--- Begin ---

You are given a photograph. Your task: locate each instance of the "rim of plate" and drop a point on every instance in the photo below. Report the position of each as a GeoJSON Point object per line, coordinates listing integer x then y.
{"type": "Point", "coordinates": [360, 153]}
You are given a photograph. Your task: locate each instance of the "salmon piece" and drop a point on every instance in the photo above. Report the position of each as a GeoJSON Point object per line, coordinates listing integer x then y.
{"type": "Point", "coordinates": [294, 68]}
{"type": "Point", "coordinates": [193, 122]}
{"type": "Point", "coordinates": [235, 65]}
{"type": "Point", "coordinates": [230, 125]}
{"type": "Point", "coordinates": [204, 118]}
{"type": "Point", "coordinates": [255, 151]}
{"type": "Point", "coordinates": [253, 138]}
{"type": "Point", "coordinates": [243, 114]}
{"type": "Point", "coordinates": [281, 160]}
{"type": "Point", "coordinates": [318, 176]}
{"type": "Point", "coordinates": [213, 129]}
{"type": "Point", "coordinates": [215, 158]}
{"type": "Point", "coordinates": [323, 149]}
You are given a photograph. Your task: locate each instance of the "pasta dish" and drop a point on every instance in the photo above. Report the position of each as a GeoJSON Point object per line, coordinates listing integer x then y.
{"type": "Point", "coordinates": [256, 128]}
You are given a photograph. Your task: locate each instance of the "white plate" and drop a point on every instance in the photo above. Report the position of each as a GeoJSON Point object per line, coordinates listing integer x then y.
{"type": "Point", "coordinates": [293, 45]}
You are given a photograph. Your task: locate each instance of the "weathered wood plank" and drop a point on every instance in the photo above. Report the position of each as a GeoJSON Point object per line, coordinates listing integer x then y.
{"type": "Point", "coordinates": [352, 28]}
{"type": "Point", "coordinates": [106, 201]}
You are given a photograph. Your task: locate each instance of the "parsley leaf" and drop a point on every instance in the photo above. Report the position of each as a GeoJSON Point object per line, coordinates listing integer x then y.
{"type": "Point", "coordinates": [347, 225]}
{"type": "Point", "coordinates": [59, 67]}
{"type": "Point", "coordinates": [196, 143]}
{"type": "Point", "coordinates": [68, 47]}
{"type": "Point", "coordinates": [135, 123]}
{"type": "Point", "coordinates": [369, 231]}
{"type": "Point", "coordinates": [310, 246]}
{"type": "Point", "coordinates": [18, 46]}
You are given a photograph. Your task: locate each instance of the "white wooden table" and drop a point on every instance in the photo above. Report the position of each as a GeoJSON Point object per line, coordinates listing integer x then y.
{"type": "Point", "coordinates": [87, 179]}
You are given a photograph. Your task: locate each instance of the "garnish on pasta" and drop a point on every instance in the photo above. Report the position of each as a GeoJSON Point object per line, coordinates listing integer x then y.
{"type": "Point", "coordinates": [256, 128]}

--- End ---

• Direction
Extract the complete data, matching each line exactly.

• Reply to the exercise
You are given a photograph. Your task: locate each instance of the "rim of plate" and drop a point on every instance in the photo below. Report the position of each as a GeoJSON Point object per line, coordinates listing integer x then y.
{"type": "Point", "coordinates": [360, 153]}
You are given a photograph. Your task: locate each instance of the "salmon piece" and drop a point on every instance in the photo above. Report the position of each as a GeoJSON Point object per line, coordinates listing integer x then y.
{"type": "Point", "coordinates": [294, 68]}
{"type": "Point", "coordinates": [193, 122]}
{"type": "Point", "coordinates": [235, 65]}
{"type": "Point", "coordinates": [230, 125]}
{"type": "Point", "coordinates": [204, 118]}
{"type": "Point", "coordinates": [255, 151]}
{"type": "Point", "coordinates": [253, 138]}
{"type": "Point", "coordinates": [243, 114]}
{"type": "Point", "coordinates": [281, 160]}
{"type": "Point", "coordinates": [318, 176]}
{"type": "Point", "coordinates": [213, 129]}
{"type": "Point", "coordinates": [215, 158]}
{"type": "Point", "coordinates": [323, 149]}
You are given a photograph. Your task: locate each instance of the "pasta dish" and drop a point on every instance in the photo above. Report the position of each as a GeoJSON Point object per line, coordinates listing integer x then y.
{"type": "Point", "coordinates": [256, 128]}
You are given a photograph. Your task: locate each instance of the "white plate" and drop a point on every instance in the photo above. Report the position of each as a GeoJSON Point object per line, coordinates listing integer x then y.
{"type": "Point", "coordinates": [293, 45]}
You are given a photograph. Your task: locate each instance of the "weathered wood plank" and drop a point on every instance in the photo above. Report the position of each as a GeoJSON Point object per line, coordinates listing integer x then y.
{"type": "Point", "coordinates": [352, 28]}
{"type": "Point", "coordinates": [106, 201]}
You are given a photograph. Your task: locate each instance of the "parsley leaf" and drop a point on every instance in the photo above. Report the position of each as a GeoJSON Point object per line, coordinates listing integer x then y.
{"type": "Point", "coordinates": [347, 225]}
{"type": "Point", "coordinates": [59, 67]}
{"type": "Point", "coordinates": [196, 143]}
{"type": "Point", "coordinates": [68, 47]}
{"type": "Point", "coordinates": [135, 123]}
{"type": "Point", "coordinates": [369, 231]}
{"type": "Point", "coordinates": [310, 246]}
{"type": "Point", "coordinates": [18, 46]}
You are given a photograph. Your task: locate each instance of the "white wooden table" and drop a point on every instance in the photo above. Report the position of each as a GeoJSON Point object per line, coordinates listing integer x then y.
{"type": "Point", "coordinates": [87, 179]}
You are given a photograph. Your task: locate each instance of the "garnish on pasta" and drop a point on every instance in the photo above. Report the position of each as a GeoJSON Point object per line, coordinates listing integer x then y.
{"type": "Point", "coordinates": [256, 128]}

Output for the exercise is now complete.